* **GIVEN INFORMATION**

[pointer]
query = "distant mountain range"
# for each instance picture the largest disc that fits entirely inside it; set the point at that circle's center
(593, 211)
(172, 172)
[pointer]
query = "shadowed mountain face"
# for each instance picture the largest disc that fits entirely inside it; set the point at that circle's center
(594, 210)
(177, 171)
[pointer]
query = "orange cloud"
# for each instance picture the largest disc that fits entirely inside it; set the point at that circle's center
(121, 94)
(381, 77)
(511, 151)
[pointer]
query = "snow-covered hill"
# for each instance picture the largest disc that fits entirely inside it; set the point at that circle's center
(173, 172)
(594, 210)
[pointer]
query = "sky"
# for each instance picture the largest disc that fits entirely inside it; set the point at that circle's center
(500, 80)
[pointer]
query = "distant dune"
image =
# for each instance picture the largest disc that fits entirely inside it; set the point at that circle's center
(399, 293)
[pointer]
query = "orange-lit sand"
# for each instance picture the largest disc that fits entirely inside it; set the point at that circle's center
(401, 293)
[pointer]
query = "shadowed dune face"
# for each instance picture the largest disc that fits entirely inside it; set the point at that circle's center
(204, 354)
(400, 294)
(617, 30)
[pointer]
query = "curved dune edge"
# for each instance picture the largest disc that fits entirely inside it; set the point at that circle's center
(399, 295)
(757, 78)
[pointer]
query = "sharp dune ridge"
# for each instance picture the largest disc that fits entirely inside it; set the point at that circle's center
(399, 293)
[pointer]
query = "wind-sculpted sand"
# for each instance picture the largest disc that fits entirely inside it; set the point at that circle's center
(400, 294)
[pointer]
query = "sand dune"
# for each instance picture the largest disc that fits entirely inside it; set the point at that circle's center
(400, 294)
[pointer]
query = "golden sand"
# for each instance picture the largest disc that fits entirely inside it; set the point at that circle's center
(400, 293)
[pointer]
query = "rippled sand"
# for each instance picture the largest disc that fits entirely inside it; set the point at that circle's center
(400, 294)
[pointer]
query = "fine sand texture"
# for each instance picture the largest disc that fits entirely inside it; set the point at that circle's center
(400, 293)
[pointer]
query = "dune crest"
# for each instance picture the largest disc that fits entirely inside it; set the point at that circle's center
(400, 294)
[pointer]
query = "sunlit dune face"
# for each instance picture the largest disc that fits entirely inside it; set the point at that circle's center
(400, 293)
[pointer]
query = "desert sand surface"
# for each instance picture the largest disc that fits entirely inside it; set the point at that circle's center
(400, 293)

* **WORK REQUIRED**
Above are the records; retype every one exactly.

* **OUTPUT BELOW**
[pointer]
query = "distant mountain range"
# for each instance picture the largest disc that fits entirely inside it; set the point at that circle's center
(593, 211)
(172, 172)
[pointer]
query = "shadowed mountain face"
# for each instance picture the largest disc that fits entirely inside it; set the point at that circle's center
(594, 210)
(177, 171)
[pointer]
query = "orange cloud"
# for each instance picture the largest disc that fits entirely inside it; set the point at that circle's center
(121, 94)
(381, 77)
(511, 151)
[pointer]
query = "snow-covered hill"
# for each instance picture the largest disc that fits entirely inside it; set the point at that circle's center
(173, 172)
(594, 210)
[pointer]
query = "sky"
# for each instance picture the largest disc that fits entirely inside it; set the point at that circle's center
(500, 80)
[pointer]
query = "distant dune"
image =
# for each instance picture the largest disc that fits entirely inside it; set the point at that circle's center
(399, 293)
[pointer]
query = "orange-lit sand"
# for each instance picture the largest disc that fits entirely inside it; set the point at that circle's center
(401, 293)
[pointer]
query = "shadowed dune face"
# for each instance picture the largest disc that fits entirely inside it; set the point at that circle's center
(204, 354)
(400, 294)
(617, 30)
[pointer]
query = "curved dune edge"
# for each instance picture the largest disc that fits entirely inside it; set the point at that circle's center
(399, 295)
(757, 78)
[pointer]
query = "sharp dune ridge"
# for each instance picture the largest disc that fits entirely inside it; set the point at that circle's center
(399, 293)
[pointer]
query = "wind-sculpted sand"
# for each instance picture the largest disc that fits entirely inside it; set the point at that circle's center
(400, 294)
[pointer]
query = "sand dune"
# for each instance picture the largest disc that fits entirely inside it; set the point at that circle's center
(400, 294)
[pointer]
query = "golden sand"
# for each instance picture the largest disc that fits entirely inside it; set the point at that circle's center
(400, 293)
[pointer]
query = "rippled sand"
# for each instance picture the largest disc that fits entirely inside it; set the point at that circle's center
(400, 294)
[pointer]
query = "fine sand texture"
# for each instance picture the largest disc that fits entirely inside it; set the point at that circle's center
(400, 293)
[pointer]
query = "dune crest"
# for each instance picture the largest disc that fits entirely inside it; set the point at that circle's center
(400, 294)
[pointer]
query = "sunlit dune face"
# for each instance picture the largest disc that fits entirely inside it; set the point at that circle's center
(400, 293)
[pointer]
query = "desert sand surface"
# for each instance picture the largest disc that fits entirely inside it; set the point at that circle's center
(400, 293)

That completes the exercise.